DELTA – Something felt different about this Delta Ladycats girls’ basketball team.
The gradual improvement throughout the season, senior Jade Berry’s historic year, the emergence of young talent – it had the makings of another magical postseason run for coach David Heeb’s program.
The Chadwick Lady Cardinals just happened to catch them on a bad night.
Chadwick used superb rebounding and crisp shooting to rout Delta 60-34 in the opening round of the MSHSAA Class 1 Girls Basketball State Tournament on Tuesday, Mar. 4, at Delta High School.
“We've got two fans that have not missed a game these kids played in over the last two or three years,” Heeb said. “They’re at every one of our games. A couple weeks ago, they told me, ‘Coach, if you said this team was above .500 when the year started, we would have taken it.’ In the last three years, we’ve lost 12 starters. We've lost three all-staters. We've lost eight all-conference players. So, we've lost a lot of good players.
“From the beginning of the season, we probably were a .500 team. But to the level that they improved, while it didn't show tonight because Chadwick played extremely well and they deserved a lot, just from the beginning of the season to now is just a testament to those three seniors and the rest of these kids and how hard they work.”
Berry bowed out of her decorated high school career with a nine-point performance. More importantly, the star point guard became Delta’s all-time leading scorer Tuesday night, surpassing Rebecca Below’s career mark of 2,012 points.
“She’s top 10 or 15 all-time in the state in made 3-pointers, steals, assists,” Heeb said. “She hadn't just had one of the great careers here, but one of the greatest careers in the history of Missouri. For her to do what she did as a freshman, where she was out there with so many other good players and made all of them better. She makes good players better and then she makes average players good.

# Tasks to carry out:
[a] In the basketball article, whose career scoring mark did Jade Berry pass to become Delta's all-time leading scorer?
[b] According to the basketball article, in which statistical categories does Heeb say Berry ranks top 10 or 15 all-time in the state?
[c] Can you extend the basketball article beyond its final sentence?
The dataset items that come next aren't needed for any of this.

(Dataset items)
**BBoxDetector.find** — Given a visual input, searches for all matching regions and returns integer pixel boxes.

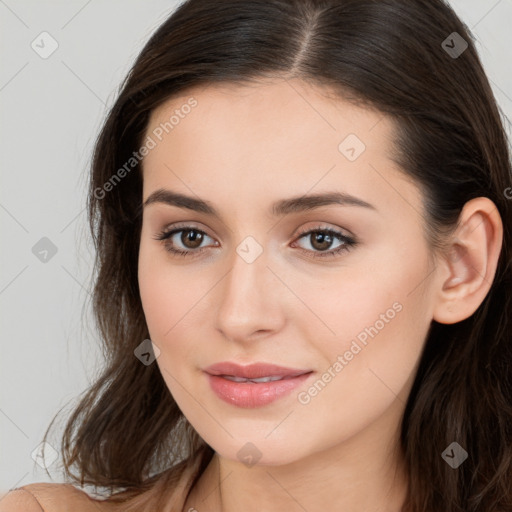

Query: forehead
[139,79,420,224]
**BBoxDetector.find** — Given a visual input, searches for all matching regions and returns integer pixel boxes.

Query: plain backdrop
[0,0,512,493]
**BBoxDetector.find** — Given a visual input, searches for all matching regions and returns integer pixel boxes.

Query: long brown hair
[41,0,512,512]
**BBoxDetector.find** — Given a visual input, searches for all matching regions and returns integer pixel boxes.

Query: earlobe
[433,197,503,324]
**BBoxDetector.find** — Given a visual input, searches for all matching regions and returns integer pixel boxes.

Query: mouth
[205,361,312,382]
[218,374,304,383]
[204,363,314,408]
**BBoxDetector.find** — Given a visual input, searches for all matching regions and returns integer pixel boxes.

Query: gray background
[0,0,512,494]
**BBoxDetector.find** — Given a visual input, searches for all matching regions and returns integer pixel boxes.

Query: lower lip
[208,372,312,408]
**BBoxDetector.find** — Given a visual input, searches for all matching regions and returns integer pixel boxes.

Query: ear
[433,197,503,324]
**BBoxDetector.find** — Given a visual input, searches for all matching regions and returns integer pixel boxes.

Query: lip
[204,361,311,379]
[205,363,313,408]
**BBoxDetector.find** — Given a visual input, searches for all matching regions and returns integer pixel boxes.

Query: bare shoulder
[0,482,116,512]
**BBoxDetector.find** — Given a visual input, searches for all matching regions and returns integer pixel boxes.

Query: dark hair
[45,0,512,512]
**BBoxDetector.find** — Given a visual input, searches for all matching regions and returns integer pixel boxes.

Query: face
[139,80,433,464]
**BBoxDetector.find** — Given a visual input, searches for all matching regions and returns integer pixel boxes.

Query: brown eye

# Answers for the tasks:
[a] Rebecca Below's career mark of 2,012 points.

[b] Made 3-pointers, steals, and assists.

[c]
“That's the best thing you can say about Jade is that when she had all that help, she was unselfish and made them better. When she had a lot less help, she could have been a kid to say, ‘I'm gonna average 30,’ but that's not Jade. She wants to make the team better, and that's the thing I will always cherish about coaching Jade Berry is she was such a team-first kid.”
The Ladycats, which won their sixth straight district title last weekend, were a win away from reaching the state quarterfinals for the fifth time in the past six years.
Grace Ancell led the way with a team-high 10 points, while junior Lilli Boitnott added six.
Similar to its district final against Oak Ridge, Delta had a rather slow start and found itself down 13-7 by the end of the first quarter.
The ensuing quarter was nearly a foil of the first, as Chadwick stretched the lead to as much as 11 after Emily Landry drilled a 3-pointer with 4:07 left to make it 20-9, forcing Heeb to call a timeout. Several possessions later, Lady Cardinal senior Rae Little's driving layup as time expired made it 28-17 at the break.
Delta shot just 32% (7-of-22) from the field and failed to make a 3-pointer in the first half.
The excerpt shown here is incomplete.